● **TASK TO COMPLETE**
Return the lines of the material below exactly as they appear, everything from the line containing "Note: point to every instance of the cheetah front" down to the line containing "x=182, y=122", both of those lines included.

● **EXCERPTED DATA**

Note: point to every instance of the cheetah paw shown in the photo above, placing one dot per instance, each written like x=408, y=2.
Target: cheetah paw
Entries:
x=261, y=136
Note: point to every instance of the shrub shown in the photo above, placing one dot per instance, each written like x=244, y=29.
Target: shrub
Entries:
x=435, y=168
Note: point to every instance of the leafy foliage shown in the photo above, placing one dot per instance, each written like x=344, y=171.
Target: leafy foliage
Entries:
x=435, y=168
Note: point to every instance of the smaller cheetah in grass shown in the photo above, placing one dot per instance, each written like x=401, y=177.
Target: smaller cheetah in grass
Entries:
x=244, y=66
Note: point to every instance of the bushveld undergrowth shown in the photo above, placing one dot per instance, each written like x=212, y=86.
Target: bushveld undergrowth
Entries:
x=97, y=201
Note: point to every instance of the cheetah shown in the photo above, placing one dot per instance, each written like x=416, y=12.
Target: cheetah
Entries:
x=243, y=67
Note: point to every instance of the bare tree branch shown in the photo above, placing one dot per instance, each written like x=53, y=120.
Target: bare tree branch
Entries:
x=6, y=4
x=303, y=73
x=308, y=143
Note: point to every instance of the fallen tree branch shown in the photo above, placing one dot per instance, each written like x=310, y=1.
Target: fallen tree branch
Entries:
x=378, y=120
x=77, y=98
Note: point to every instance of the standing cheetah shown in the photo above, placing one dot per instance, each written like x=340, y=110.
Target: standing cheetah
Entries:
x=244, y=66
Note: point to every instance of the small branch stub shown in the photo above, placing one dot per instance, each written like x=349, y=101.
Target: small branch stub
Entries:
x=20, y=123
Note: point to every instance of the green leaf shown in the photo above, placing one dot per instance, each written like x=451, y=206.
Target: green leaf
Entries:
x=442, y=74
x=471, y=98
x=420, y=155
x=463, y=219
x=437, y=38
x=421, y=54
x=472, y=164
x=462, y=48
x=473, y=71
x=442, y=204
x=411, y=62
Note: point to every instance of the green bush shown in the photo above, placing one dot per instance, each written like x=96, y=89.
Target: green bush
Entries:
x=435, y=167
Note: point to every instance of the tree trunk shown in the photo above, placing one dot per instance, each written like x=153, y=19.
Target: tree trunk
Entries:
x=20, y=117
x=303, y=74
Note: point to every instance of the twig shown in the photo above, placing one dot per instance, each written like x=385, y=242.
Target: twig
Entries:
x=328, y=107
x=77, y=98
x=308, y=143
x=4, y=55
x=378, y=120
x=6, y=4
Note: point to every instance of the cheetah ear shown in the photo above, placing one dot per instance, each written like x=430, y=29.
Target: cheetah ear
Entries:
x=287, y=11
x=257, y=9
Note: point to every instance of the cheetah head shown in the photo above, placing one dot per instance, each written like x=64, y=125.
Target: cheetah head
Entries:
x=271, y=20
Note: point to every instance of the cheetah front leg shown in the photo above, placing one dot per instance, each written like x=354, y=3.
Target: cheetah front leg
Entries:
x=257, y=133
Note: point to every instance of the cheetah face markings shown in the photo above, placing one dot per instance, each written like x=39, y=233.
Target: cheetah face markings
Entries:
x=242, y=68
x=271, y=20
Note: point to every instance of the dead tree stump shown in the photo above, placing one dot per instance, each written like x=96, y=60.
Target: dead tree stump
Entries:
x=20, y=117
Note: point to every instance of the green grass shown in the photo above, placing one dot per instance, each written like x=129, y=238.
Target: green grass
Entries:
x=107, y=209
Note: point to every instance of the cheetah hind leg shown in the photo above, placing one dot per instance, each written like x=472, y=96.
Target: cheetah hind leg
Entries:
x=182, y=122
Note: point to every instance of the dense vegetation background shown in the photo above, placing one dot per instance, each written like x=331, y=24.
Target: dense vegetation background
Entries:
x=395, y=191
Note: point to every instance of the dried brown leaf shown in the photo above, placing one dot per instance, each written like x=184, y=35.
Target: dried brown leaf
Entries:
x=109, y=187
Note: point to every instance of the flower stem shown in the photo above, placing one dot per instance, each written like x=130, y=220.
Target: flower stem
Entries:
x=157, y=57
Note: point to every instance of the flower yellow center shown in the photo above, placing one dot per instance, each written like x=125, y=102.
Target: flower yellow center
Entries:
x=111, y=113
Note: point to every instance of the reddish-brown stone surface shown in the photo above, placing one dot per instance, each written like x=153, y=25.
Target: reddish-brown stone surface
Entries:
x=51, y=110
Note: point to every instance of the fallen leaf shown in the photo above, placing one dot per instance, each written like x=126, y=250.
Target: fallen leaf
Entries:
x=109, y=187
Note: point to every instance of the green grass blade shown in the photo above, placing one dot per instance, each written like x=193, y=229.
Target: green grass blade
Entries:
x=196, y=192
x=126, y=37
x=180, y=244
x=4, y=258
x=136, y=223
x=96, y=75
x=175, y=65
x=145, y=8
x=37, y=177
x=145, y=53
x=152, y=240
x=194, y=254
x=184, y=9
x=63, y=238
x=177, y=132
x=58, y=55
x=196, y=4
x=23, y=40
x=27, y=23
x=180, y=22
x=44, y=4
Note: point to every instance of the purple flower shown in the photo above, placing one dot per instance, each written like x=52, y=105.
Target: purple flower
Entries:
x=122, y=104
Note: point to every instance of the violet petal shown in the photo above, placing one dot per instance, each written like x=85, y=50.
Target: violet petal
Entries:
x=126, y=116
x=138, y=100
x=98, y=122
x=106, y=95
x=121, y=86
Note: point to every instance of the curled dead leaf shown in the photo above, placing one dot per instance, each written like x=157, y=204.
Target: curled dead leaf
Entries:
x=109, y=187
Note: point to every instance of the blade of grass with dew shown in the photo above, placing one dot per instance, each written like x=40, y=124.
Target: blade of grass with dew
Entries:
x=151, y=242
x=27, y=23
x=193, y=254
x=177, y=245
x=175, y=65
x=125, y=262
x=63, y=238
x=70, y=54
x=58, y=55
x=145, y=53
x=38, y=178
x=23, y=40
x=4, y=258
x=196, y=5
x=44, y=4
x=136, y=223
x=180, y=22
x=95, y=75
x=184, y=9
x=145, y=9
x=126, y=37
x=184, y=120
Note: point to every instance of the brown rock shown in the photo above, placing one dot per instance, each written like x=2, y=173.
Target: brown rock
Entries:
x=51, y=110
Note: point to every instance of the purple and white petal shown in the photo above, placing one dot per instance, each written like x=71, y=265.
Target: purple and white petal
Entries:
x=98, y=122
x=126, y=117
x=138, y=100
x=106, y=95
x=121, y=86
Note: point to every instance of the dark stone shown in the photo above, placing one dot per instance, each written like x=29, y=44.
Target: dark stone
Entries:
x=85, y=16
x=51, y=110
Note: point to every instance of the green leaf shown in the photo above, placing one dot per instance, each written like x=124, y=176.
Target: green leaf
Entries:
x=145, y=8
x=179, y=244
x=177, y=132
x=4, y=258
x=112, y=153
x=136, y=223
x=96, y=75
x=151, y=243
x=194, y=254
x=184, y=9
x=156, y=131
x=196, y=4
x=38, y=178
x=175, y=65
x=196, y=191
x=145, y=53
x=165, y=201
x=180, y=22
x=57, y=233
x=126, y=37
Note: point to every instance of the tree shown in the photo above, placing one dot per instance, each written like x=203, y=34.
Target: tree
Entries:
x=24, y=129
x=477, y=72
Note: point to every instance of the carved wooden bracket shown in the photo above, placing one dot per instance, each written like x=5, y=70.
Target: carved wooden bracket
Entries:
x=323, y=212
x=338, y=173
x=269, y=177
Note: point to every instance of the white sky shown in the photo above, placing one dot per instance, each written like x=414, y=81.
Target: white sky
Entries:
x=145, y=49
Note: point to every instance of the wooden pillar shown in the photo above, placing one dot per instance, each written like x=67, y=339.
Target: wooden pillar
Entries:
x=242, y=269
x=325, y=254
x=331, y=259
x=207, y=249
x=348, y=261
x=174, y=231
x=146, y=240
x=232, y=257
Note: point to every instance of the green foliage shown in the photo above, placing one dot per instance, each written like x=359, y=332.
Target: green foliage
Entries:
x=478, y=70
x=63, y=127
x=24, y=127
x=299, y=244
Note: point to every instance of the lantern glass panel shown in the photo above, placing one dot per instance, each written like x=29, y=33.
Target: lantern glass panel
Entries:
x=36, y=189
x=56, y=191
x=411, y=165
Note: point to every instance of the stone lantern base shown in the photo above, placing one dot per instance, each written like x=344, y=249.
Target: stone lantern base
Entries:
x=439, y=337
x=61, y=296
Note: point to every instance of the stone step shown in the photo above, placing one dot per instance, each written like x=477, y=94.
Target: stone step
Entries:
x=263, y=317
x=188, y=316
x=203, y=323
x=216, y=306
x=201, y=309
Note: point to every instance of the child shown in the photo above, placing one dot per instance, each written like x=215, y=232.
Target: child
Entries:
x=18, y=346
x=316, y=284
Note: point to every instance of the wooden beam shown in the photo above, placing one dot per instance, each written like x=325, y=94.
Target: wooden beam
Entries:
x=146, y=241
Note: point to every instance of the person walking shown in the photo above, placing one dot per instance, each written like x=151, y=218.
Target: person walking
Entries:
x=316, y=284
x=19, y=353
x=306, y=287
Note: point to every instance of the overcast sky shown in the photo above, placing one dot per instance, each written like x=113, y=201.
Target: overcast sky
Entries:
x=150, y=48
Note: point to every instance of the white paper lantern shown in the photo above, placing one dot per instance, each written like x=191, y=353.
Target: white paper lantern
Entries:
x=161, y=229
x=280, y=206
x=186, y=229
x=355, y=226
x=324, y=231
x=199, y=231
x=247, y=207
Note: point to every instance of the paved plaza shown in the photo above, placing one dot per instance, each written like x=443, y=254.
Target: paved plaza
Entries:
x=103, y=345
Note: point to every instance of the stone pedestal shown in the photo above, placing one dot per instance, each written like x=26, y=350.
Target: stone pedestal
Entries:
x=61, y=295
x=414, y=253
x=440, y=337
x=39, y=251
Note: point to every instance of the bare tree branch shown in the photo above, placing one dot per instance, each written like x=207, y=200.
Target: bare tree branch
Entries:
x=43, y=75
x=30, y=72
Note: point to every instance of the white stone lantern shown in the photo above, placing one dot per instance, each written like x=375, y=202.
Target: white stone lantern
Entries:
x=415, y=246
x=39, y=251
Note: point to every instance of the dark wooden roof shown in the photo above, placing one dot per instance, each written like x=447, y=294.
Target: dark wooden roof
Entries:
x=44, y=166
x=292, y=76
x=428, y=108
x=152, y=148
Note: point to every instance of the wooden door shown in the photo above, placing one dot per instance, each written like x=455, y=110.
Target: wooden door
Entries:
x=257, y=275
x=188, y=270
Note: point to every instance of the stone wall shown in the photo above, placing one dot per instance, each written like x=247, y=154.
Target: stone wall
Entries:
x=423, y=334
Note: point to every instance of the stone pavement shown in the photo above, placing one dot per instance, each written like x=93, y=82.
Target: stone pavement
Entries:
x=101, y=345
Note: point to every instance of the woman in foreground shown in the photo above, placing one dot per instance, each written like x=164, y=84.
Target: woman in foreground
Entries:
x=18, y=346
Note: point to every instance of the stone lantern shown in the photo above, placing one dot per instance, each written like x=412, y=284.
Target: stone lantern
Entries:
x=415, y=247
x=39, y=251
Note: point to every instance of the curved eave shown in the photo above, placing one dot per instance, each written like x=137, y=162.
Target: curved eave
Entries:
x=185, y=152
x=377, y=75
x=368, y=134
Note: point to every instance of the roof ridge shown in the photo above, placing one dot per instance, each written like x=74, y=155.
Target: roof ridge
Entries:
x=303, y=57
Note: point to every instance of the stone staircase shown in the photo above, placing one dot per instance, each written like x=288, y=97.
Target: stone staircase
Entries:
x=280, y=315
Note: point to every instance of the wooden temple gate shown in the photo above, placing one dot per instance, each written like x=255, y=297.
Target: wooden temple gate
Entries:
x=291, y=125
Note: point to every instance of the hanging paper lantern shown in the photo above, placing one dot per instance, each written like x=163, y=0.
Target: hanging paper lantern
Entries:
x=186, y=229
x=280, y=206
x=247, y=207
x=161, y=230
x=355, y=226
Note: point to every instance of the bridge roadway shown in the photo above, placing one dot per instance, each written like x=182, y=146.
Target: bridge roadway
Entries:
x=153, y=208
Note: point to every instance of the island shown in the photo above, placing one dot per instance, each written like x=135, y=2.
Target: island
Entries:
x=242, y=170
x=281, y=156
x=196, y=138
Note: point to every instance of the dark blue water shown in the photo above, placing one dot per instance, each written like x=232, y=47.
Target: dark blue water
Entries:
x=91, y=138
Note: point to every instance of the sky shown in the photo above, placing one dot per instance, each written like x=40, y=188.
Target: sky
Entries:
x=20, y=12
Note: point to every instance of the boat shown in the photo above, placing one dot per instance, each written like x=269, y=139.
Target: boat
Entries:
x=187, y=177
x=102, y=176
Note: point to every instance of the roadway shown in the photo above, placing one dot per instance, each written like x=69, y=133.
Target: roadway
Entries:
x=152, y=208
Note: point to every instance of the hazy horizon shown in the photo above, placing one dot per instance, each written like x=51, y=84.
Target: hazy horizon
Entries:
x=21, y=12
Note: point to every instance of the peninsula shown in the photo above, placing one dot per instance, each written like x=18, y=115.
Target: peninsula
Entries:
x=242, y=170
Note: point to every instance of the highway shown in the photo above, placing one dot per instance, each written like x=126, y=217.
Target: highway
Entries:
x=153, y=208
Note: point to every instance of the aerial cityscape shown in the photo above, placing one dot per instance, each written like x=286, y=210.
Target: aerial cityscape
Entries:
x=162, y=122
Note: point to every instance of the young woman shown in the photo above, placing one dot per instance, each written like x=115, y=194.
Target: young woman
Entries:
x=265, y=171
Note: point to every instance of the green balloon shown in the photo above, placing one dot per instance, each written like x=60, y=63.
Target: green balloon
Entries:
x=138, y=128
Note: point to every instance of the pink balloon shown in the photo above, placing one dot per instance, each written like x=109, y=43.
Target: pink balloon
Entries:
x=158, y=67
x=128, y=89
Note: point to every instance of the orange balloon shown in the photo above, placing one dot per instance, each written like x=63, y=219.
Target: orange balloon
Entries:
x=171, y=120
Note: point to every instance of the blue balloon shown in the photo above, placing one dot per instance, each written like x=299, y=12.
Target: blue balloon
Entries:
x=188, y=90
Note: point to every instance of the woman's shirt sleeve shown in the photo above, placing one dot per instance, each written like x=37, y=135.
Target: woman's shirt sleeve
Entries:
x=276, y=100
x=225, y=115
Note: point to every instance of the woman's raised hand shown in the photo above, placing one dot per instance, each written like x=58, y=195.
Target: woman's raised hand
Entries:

● **EXERCISE RESPONSE**
Note: point to every instance of the cheetah front leg shown in the photo above, placing one dot per instance, each written like x=354, y=3.
Target: cheetah front leg
Entries:
x=257, y=133
Note: point to every instance of the cheetah face markings shown in the photo above, placing one dot per instance, each written like x=39, y=233.
Target: cheetah face markings
Entries:
x=242, y=68
x=271, y=20
Note: point to every instance of the dead tree stump shown in the photo above, placing one dot per instance, each written like x=96, y=60.
Target: dead tree stump
Entries:
x=20, y=117
Note: point to every instance of the green grass shown in the photo above, placing one dot per instance, each written like x=129, y=238.
Target: green grass
Entries:
x=107, y=209
Note: point to every instance of the cheetah hind leg shown in the photo above, placing one dot per instance, each written like x=472, y=96.
Target: cheetah hind leg
Entries:
x=182, y=122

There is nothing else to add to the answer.